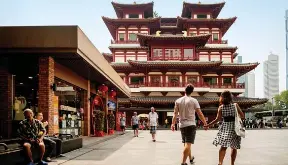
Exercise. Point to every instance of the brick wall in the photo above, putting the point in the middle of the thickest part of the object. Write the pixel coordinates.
(5, 103)
(87, 111)
(45, 100)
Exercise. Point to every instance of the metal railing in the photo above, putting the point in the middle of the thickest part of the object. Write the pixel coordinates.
(198, 84)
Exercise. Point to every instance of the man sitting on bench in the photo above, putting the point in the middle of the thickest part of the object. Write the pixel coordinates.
(32, 132)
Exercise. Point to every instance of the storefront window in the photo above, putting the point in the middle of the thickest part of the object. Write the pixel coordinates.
(70, 108)
(173, 53)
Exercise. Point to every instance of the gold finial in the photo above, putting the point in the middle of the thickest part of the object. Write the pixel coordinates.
(184, 33)
(158, 33)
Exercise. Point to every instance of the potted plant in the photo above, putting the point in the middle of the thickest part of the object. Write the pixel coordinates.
(111, 123)
(99, 123)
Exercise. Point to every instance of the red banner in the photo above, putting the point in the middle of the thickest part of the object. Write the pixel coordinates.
(118, 121)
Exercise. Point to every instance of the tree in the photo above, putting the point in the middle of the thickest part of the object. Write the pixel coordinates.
(281, 101)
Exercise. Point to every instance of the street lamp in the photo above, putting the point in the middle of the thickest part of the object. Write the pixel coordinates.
(272, 112)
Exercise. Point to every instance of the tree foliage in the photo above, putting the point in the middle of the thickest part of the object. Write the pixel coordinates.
(155, 14)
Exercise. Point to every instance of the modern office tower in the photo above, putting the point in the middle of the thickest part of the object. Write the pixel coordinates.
(271, 76)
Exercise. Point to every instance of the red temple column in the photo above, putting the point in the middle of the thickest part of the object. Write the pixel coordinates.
(6, 102)
(45, 100)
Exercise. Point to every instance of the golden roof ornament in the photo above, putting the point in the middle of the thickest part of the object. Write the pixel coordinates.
(184, 33)
(158, 33)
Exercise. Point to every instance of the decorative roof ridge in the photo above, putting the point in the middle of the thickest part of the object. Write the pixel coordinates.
(208, 19)
(146, 19)
(204, 4)
(199, 62)
(239, 64)
(176, 36)
(132, 4)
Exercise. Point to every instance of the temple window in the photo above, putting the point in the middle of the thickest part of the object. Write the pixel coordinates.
(227, 80)
(121, 36)
(188, 53)
(133, 15)
(173, 81)
(155, 80)
(215, 36)
(157, 53)
(173, 53)
(193, 34)
(132, 37)
(191, 80)
(137, 80)
(202, 16)
(210, 80)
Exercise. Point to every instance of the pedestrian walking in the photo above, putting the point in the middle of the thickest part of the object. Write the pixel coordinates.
(135, 124)
(186, 107)
(153, 123)
(123, 123)
(227, 137)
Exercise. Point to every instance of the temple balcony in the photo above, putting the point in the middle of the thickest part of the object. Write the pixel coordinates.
(199, 87)
(173, 58)
(124, 42)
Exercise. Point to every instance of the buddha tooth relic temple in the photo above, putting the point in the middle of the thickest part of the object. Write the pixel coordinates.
(157, 57)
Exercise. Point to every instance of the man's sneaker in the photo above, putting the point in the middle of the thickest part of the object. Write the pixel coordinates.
(42, 163)
(192, 160)
(48, 159)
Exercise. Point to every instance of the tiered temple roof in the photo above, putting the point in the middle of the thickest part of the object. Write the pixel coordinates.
(165, 100)
(198, 40)
(114, 23)
(214, 8)
(207, 66)
(147, 8)
(223, 24)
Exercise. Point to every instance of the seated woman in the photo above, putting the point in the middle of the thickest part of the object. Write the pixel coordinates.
(32, 132)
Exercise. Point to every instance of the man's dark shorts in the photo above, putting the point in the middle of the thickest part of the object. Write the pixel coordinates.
(134, 127)
(188, 134)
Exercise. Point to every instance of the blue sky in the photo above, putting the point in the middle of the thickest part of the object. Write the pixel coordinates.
(259, 29)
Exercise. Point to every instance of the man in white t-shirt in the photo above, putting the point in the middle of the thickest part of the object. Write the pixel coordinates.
(153, 122)
(186, 107)
(135, 124)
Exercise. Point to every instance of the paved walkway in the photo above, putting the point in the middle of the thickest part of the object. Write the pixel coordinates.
(265, 147)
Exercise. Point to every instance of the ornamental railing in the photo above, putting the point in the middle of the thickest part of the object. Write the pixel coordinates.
(124, 42)
(198, 85)
(173, 58)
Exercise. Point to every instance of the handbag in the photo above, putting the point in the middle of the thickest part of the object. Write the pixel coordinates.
(239, 128)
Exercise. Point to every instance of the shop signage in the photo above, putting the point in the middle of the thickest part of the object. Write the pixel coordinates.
(69, 88)
(111, 105)
(55, 114)
(170, 113)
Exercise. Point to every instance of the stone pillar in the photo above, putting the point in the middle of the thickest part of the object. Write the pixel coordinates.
(87, 111)
(45, 100)
(6, 102)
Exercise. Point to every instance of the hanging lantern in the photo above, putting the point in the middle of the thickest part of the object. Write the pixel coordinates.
(103, 88)
(113, 93)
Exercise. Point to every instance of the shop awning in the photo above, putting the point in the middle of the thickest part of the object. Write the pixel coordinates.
(68, 45)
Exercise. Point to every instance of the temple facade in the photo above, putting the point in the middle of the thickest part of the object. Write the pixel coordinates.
(157, 57)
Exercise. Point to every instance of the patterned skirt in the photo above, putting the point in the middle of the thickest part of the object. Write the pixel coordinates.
(227, 137)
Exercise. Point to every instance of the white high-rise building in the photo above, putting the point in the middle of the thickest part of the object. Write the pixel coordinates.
(250, 85)
(271, 76)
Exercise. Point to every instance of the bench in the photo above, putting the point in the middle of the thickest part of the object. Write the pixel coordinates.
(11, 152)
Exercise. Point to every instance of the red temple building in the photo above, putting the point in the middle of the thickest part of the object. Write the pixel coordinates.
(157, 57)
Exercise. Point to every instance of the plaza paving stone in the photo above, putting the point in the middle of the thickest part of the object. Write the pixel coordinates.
(261, 147)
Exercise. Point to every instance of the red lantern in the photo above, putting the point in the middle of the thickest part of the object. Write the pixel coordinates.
(113, 93)
(103, 88)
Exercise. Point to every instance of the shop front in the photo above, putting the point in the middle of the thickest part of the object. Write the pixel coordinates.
(58, 72)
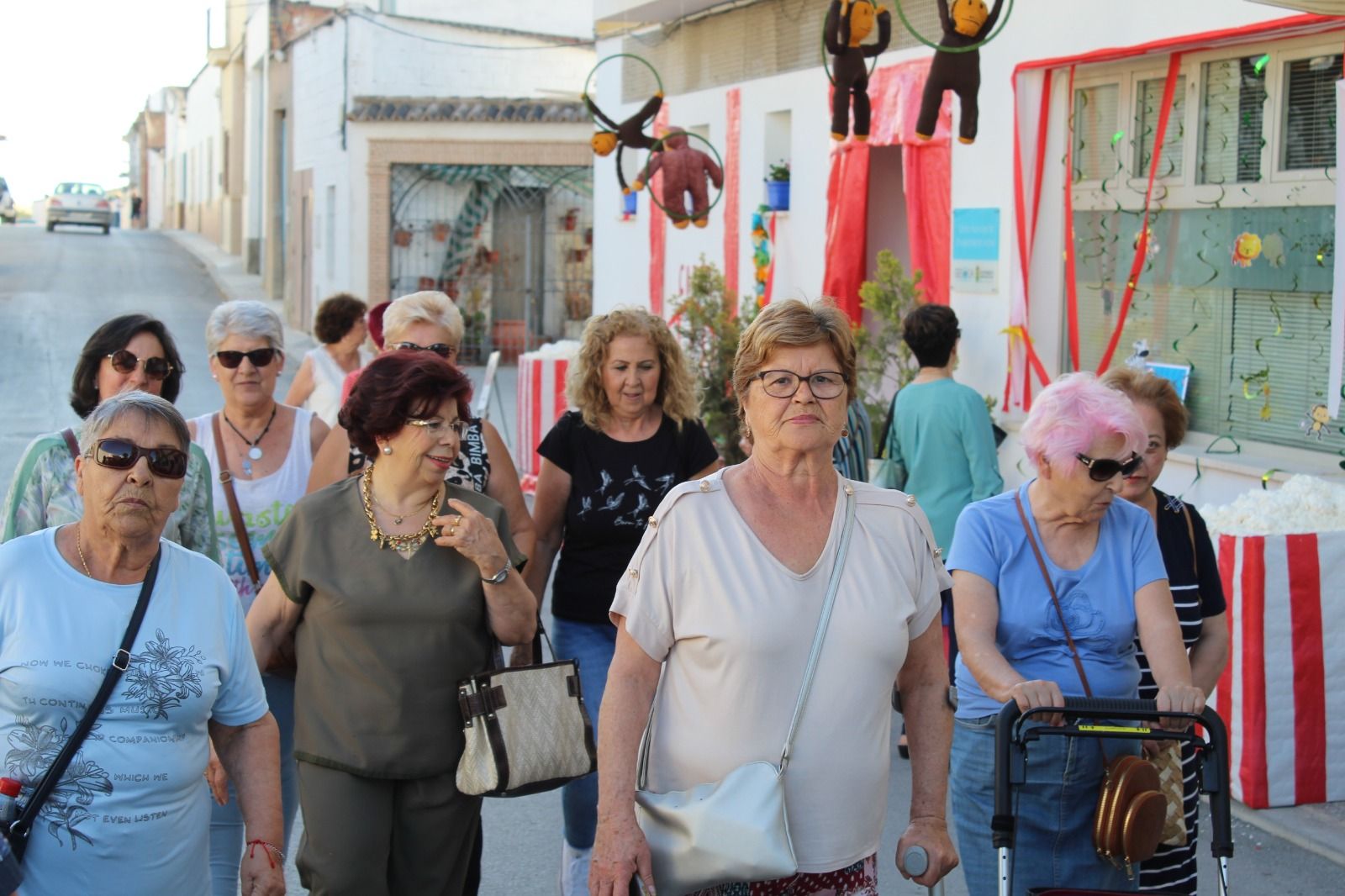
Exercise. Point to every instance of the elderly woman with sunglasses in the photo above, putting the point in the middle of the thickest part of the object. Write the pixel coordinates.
(393, 584)
(268, 452)
(430, 322)
(128, 353)
(1107, 587)
(132, 799)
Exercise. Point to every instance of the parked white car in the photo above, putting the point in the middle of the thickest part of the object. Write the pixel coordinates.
(81, 203)
(7, 213)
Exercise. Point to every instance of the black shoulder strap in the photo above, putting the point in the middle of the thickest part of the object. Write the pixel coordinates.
(120, 662)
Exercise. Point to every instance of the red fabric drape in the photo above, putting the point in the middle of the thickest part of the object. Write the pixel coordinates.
(927, 168)
(658, 225)
(732, 187)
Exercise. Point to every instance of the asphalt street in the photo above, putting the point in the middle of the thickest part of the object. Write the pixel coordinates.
(57, 288)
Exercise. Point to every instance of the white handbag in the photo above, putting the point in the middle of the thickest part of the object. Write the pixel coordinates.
(735, 829)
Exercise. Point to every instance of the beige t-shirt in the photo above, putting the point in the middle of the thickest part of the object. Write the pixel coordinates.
(735, 627)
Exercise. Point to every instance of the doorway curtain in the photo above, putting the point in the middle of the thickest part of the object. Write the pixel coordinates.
(927, 174)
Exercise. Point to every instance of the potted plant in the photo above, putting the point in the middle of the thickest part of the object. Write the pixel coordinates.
(778, 186)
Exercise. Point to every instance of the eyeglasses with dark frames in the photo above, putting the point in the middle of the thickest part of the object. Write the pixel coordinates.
(123, 454)
(440, 349)
(784, 383)
(125, 362)
(259, 356)
(1106, 468)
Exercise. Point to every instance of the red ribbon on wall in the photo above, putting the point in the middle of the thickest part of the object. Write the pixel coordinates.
(1142, 244)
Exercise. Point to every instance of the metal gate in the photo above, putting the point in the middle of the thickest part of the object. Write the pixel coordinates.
(513, 245)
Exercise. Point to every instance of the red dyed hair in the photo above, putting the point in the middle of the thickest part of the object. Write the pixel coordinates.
(396, 387)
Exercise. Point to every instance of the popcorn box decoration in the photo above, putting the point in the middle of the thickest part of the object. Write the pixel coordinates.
(541, 401)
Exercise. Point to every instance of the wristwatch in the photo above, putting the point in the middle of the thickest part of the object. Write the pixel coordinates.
(498, 579)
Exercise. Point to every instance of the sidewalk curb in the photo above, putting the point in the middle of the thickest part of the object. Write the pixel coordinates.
(1259, 818)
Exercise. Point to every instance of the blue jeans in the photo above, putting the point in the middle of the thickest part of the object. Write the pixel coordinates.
(1053, 810)
(226, 822)
(592, 645)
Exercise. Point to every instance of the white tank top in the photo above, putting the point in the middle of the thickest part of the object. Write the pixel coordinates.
(266, 503)
(329, 377)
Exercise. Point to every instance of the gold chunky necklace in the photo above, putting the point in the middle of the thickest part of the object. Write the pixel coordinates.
(396, 542)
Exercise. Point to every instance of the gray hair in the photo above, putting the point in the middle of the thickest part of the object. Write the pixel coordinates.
(244, 318)
(150, 408)
(435, 308)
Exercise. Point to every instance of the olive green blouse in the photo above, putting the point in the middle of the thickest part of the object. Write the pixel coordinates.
(383, 640)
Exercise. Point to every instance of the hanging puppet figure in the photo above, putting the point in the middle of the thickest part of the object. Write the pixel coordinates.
(629, 134)
(849, 22)
(685, 171)
(965, 24)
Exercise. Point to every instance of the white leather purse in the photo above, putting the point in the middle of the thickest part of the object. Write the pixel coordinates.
(735, 829)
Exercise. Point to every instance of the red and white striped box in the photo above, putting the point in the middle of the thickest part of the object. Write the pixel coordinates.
(541, 401)
(1282, 694)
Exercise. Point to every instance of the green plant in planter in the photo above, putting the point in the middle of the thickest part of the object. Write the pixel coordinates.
(709, 333)
(884, 361)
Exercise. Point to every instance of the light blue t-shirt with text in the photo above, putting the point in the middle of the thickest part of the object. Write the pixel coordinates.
(1098, 599)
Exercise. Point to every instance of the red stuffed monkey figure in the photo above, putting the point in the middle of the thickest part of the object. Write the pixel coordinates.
(685, 170)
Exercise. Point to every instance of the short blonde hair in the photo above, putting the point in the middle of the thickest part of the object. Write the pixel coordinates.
(584, 385)
(435, 308)
(1143, 387)
(794, 323)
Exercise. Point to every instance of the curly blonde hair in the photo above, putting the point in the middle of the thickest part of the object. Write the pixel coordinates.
(584, 385)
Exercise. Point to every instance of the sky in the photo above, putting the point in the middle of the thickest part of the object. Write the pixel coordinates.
(66, 121)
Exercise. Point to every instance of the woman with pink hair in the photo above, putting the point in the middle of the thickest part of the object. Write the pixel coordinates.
(1100, 557)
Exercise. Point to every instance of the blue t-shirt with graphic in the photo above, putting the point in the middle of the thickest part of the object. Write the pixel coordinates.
(1098, 599)
(132, 811)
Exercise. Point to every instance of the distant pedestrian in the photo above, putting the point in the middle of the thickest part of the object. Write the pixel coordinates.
(268, 452)
(392, 584)
(1019, 642)
(342, 329)
(125, 354)
(131, 813)
(604, 470)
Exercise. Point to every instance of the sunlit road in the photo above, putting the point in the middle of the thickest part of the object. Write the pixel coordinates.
(57, 288)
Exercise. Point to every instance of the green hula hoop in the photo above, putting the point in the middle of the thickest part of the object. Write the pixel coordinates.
(618, 55)
(826, 65)
(658, 147)
(919, 37)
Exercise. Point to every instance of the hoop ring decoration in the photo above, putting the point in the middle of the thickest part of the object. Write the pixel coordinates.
(658, 147)
(919, 37)
(618, 55)
(826, 64)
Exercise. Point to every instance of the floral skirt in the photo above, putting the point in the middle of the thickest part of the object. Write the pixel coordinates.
(860, 878)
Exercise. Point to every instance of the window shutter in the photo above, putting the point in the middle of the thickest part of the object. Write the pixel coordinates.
(1309, 134)
(1147, 108)
(1096, 116)
(1232, 119)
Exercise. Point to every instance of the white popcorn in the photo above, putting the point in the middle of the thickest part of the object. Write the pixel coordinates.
(1302, 505)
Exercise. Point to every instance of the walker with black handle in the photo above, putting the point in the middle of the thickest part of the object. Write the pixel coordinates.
(1013, 736)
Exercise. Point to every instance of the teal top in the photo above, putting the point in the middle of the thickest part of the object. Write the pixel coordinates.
(941, 430)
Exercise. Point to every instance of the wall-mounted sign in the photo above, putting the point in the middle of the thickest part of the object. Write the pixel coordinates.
(975, 250)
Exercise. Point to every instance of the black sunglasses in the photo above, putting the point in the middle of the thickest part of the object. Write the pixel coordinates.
(125, 362)
(120, 454)
(1105, 468)
(440, 349)
(260, 356)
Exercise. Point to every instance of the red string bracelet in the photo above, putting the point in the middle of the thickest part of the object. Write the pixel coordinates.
(269, 848)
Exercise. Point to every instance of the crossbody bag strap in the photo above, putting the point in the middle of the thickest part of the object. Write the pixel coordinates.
(1051, 587)
(829, 602)
(120, 662)
(235, 514)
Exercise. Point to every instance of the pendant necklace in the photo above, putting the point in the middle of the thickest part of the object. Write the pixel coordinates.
(253, 444)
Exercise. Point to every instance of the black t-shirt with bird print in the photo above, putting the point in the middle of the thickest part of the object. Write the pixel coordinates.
(615, 488)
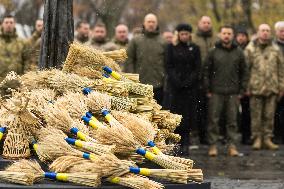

___

## The problem
How many lines in the listing contain the word "street", matching case exactly? Reply with only the number.

## Solution
2